▶ **Estratto della pagina**:
Arriva nel carcere di Massama, frazione della cittadina sarda, il 4 ottobre. Dovrebbe tornare nella capitale il 13 del mese. Alle 14.50 del giorno precedente, invece, viene ritrovato senza vita nella cella dell’infermeria dove era recluso, da solo. Nelle foto allegate al fascicolo l’uomo è vestito di nero, ha un segno rosso scuro intorno al collo. C’è un pezzo di tessuto bianco vicino al cadavere e un altro pezzo pende dalle sbarre della finestra, sotto la quale è posizionato il letto. L’assistente di polizia penitenziaria che per primo è arrivato sulla scena dichiara di aver visto il detenuto vivo 10 minuti prima del rinvenimento. La sua testimonianza sulla fase dei tentati soccorsi converge con quelle del personale sanitario accorso nella cella. Dicono di aver tentato la rianimazione per 40 minuti, che il corpo era caldo e non presentava segni che potessero far pensare a una colluttazione (o all’iniezione di qualche sostanza).

SU QUESTA BASE IL PM ha chiesto l’archiviazione e il gip l’ha disposta ritenendo «possibile escludere senza ombra di dubbio che la morte di Dal Corso possa essere stata causata da un terzo» ed escludendo responsabilità dell’amministrazione penitenziaria relative alla custodia del detenuto. Nessuno ha voluto accogliere la richiesta dell’autopsia. L’esame del cadavere necessario a dissipare ogni dubbio.

«Il fascicolo sulla morte di Stefano è vuoto, povero. Le foto sono incomplete. Il corpo è vestito», ha dichiarato ieri l’avvocata Decina in una conferenza stampa alla Camera a cui hanno partecipato la sorella della vittima, il deputato di Italia Viva Roberto Giachetti e Rita Bernardini, presidente di Nessuno Tocchi Caino.

▶ **Dati da esaminare**:
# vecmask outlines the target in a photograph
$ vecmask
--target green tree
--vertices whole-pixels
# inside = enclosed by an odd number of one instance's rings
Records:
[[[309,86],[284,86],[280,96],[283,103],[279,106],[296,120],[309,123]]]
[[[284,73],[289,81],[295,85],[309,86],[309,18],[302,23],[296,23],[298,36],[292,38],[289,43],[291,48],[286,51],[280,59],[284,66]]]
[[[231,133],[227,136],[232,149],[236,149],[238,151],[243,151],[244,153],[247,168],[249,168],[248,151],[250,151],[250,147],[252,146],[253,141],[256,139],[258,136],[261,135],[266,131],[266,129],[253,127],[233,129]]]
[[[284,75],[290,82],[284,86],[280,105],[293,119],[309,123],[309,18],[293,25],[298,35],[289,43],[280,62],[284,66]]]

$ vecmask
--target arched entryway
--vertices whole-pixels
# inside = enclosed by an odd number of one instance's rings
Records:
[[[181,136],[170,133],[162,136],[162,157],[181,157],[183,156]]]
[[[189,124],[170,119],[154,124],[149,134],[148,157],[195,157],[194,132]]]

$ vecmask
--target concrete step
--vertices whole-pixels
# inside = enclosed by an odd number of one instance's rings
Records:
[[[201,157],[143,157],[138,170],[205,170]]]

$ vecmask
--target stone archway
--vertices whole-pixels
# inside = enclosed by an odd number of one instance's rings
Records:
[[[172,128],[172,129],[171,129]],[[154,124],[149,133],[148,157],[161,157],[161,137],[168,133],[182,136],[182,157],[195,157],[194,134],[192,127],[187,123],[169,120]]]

▶ **Dettagli dell'esercizio**: Riporta senza modifiche il passo del brano sulla morte in carcere che si apre con le parole contenenti "SU QUESTA BASE" e si chiude con "Nessuno Tocchi Caino.".

▶ **Soluzione**:
SU QUESTA BASE IL PM ha chiesto l’archiviazione e il gip l’ha disposta ritenendo «possibile escludere senza ombra di dubbio che la morte di Dal Corso possa essere stata causata da un terzo» ed escludendo responsabilità dell’amministrazione penitenziaria relative alla custodia del detenuto. Nessuno ha voluto accogliere la richiesta dell’autopsia. L’esame del cadavere necessario a dissipare ogni dubbio.

«Il fascicolo sulla morte di Stefano è vuoto, povero. Le foto sono incomplete. Il corpo è vestito», ha dichiarato ieri l’avvocata Decina in una conferenza stampa alla Camera a cui hanno partecipato la sorella della vittima, il deputato di Italia Viva Roberto Giachetti e Rita Bernardini, presidente di Nessuno Tocchi Caino.